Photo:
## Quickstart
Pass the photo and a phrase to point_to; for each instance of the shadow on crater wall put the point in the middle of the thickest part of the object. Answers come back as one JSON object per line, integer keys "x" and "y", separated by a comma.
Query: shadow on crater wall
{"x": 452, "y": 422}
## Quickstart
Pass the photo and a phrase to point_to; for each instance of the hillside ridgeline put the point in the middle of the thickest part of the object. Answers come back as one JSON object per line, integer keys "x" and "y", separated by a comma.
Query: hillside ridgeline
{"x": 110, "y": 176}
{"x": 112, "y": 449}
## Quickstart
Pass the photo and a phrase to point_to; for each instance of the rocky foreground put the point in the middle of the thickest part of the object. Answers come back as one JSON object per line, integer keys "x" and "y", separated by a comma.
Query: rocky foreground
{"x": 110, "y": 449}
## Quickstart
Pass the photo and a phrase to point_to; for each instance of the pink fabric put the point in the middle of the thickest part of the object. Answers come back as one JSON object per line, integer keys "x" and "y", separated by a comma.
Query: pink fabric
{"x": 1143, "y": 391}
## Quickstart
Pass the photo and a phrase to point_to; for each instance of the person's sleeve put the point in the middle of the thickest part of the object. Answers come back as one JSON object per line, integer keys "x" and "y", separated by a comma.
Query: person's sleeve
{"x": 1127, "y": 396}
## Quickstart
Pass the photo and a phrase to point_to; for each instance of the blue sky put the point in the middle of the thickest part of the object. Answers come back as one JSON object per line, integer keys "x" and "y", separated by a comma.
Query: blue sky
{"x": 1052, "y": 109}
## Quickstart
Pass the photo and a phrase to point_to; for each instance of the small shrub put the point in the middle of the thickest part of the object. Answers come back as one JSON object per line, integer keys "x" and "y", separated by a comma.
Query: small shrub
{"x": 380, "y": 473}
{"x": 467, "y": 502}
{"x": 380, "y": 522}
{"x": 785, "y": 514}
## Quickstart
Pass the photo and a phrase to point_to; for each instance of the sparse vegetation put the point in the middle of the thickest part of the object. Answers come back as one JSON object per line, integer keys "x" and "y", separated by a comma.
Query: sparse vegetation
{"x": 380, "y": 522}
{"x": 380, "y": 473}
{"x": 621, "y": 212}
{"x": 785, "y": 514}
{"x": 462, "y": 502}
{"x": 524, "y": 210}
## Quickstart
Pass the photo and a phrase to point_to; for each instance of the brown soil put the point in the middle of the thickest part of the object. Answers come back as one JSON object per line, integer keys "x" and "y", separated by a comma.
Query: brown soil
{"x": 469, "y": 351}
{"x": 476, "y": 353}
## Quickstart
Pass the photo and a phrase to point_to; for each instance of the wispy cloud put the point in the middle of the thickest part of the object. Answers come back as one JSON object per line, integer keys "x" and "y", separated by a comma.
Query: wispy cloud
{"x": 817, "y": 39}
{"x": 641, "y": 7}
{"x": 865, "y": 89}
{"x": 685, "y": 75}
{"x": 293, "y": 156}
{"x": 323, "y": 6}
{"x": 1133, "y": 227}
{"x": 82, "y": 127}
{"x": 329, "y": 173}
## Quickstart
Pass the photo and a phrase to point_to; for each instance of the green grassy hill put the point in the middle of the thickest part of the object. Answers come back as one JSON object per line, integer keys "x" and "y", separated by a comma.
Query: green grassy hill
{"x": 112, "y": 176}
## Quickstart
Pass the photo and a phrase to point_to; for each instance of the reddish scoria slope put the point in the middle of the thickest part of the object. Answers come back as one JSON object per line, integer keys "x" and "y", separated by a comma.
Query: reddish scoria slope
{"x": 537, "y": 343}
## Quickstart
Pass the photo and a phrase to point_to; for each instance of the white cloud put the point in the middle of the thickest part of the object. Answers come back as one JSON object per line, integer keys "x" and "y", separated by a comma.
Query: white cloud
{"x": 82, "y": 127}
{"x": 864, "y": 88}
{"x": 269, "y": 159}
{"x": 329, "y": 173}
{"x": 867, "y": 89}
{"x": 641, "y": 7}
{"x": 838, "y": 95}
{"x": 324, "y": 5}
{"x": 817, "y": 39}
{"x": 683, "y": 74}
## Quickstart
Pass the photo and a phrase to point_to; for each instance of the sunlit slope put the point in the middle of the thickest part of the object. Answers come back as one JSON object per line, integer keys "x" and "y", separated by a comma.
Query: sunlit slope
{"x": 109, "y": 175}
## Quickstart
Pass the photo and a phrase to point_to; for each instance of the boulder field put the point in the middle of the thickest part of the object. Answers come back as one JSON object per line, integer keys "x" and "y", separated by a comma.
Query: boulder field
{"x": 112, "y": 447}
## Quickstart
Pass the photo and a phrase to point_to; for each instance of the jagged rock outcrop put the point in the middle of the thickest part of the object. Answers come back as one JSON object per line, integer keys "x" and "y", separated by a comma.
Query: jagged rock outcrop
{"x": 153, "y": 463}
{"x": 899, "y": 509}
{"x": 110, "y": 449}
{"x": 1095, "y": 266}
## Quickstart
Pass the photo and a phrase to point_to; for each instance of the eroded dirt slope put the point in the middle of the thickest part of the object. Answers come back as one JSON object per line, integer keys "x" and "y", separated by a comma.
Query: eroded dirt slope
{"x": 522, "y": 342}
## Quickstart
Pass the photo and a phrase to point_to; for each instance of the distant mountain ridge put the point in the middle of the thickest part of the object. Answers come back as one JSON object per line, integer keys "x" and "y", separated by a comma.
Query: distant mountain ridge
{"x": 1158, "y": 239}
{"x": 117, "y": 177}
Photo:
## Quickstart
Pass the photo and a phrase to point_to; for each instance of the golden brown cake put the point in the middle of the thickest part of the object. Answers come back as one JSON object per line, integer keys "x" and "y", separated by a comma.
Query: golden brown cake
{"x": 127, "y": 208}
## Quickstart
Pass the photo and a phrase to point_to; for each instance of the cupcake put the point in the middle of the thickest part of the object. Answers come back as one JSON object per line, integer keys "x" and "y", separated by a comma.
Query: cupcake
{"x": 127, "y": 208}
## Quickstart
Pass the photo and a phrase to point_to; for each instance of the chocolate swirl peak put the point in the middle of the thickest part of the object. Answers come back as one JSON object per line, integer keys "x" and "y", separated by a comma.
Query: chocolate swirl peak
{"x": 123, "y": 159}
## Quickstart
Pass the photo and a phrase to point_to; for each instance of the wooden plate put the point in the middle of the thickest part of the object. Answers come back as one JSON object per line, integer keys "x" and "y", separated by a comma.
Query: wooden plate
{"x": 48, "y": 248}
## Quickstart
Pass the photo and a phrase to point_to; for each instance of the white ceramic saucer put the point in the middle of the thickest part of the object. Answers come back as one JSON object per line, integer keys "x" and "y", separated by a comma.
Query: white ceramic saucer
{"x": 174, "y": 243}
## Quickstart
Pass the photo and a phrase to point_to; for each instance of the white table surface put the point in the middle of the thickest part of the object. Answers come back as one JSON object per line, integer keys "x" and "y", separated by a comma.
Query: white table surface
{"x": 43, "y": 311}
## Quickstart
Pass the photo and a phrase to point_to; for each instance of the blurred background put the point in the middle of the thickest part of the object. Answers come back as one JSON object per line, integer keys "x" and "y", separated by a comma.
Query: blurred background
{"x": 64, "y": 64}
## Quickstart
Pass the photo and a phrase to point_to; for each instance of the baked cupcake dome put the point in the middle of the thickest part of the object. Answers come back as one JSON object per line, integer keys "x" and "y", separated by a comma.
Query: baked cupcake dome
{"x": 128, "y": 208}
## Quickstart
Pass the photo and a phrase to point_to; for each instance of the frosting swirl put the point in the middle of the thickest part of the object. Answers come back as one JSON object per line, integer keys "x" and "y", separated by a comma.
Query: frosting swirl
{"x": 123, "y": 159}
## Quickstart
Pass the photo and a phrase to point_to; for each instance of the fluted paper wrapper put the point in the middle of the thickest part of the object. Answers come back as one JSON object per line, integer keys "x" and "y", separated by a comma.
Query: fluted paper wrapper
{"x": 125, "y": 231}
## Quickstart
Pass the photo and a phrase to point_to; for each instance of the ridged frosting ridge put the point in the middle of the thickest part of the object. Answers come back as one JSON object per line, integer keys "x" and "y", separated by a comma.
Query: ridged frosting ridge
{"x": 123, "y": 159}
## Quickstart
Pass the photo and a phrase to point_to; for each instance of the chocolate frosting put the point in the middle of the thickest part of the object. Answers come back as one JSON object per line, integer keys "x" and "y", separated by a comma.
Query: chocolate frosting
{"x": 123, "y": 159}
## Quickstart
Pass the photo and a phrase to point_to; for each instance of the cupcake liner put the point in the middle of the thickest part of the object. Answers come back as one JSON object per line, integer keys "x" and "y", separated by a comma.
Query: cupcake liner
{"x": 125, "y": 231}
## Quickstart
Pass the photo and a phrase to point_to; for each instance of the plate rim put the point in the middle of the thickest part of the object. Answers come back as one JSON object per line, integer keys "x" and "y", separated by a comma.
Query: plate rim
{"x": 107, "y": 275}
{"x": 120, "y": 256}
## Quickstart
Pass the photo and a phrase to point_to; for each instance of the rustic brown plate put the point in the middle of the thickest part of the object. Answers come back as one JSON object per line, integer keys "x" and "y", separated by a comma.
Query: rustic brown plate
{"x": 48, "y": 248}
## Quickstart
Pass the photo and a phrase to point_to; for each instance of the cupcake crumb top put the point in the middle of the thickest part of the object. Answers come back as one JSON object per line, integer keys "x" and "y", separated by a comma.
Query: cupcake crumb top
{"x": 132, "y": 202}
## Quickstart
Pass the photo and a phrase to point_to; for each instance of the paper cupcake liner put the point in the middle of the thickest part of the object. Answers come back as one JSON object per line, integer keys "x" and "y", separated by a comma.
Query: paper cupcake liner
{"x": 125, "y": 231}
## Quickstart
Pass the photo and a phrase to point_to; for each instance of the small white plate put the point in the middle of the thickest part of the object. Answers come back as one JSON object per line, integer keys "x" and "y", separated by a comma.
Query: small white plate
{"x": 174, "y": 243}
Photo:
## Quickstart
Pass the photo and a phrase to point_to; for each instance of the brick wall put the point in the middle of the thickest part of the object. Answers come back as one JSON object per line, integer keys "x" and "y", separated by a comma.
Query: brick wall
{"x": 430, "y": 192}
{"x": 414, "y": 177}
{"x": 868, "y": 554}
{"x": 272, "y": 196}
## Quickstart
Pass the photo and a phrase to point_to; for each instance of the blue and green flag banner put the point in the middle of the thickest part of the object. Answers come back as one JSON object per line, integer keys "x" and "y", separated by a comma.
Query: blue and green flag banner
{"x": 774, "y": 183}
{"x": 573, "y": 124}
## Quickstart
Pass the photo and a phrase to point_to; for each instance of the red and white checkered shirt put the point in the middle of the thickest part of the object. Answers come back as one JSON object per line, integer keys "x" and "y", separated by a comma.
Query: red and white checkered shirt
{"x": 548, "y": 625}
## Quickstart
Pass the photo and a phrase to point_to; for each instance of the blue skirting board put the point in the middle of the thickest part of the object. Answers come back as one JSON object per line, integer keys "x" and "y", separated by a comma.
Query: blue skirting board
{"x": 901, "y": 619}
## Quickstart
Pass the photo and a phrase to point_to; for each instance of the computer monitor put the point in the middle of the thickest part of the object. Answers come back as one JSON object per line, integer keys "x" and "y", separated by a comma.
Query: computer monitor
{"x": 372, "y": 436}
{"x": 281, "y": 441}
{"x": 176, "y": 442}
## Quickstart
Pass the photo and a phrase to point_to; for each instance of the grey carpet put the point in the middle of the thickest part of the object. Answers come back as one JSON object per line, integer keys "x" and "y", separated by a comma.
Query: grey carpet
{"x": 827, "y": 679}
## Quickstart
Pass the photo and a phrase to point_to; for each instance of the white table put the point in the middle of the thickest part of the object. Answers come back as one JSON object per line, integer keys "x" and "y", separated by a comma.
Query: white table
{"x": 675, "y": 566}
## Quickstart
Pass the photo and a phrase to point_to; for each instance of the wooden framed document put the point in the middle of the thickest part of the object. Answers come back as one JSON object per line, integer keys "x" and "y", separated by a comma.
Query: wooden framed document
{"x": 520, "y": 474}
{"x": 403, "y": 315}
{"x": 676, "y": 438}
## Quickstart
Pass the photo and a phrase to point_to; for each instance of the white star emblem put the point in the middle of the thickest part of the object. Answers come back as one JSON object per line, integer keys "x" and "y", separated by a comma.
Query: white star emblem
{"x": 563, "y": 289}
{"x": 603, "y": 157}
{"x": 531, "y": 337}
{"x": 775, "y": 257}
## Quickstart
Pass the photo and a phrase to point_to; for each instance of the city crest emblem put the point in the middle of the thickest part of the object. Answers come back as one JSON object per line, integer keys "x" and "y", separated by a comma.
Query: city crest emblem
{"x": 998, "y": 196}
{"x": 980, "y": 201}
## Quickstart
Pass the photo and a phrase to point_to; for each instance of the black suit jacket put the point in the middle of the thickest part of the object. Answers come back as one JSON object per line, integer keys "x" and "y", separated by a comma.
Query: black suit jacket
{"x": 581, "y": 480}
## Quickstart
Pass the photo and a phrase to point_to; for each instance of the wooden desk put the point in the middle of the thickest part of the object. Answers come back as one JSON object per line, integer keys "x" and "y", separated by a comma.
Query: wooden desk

Work instructions. Check the data for the word "desk" and pull out the lines that have it.

Result of the task.
Pass the photo and a phrase to point_to; for each instance of the wooden desk put the point in the middle of the thickest part of the object. Answers come back as one JSON object per line, integer keys "x" and "y", separated by a comma.
Query: wooden desk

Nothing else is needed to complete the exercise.